Source information START
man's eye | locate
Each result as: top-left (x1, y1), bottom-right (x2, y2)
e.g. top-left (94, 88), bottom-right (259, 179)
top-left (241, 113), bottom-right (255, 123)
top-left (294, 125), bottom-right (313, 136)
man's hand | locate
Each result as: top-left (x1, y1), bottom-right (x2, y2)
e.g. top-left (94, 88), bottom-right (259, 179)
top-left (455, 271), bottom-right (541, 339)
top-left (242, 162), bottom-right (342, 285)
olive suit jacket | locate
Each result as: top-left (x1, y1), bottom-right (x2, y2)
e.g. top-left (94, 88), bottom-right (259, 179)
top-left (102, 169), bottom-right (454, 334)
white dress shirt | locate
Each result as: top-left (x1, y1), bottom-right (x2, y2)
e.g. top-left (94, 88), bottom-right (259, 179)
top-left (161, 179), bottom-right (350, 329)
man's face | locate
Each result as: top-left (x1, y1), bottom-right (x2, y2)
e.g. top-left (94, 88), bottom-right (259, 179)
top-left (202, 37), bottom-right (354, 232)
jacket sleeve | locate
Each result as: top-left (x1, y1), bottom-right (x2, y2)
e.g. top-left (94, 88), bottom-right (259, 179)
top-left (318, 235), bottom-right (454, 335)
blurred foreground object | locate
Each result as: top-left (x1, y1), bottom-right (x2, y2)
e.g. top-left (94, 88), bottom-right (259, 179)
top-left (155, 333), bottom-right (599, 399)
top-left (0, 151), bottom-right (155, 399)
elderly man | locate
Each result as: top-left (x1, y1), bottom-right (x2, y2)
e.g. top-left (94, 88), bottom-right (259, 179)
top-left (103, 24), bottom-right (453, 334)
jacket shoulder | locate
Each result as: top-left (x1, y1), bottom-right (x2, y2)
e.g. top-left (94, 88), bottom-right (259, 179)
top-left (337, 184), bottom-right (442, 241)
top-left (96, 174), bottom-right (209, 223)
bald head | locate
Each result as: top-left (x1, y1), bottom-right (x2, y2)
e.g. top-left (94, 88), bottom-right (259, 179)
Source information END
Source information START
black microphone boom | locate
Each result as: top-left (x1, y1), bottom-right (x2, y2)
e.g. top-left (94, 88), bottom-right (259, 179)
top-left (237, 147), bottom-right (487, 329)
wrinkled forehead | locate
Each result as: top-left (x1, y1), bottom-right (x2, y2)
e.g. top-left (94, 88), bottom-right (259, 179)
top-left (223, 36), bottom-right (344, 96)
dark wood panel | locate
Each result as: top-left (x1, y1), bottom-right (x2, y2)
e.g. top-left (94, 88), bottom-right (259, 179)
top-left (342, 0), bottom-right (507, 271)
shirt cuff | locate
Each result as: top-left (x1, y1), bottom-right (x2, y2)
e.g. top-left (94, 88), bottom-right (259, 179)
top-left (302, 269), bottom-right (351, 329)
Source information END
Source information START
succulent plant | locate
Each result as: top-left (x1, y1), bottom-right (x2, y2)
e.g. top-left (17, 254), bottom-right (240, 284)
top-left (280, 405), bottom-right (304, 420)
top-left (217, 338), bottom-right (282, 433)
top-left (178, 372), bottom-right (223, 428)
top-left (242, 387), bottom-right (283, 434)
Source information END
Exercise ▸ Scanning the data above, copy out every line where "jacket" is found.

Task response ▸
olive suit jacket | locate
jacket sleeve | locate
jacket shoulder | locate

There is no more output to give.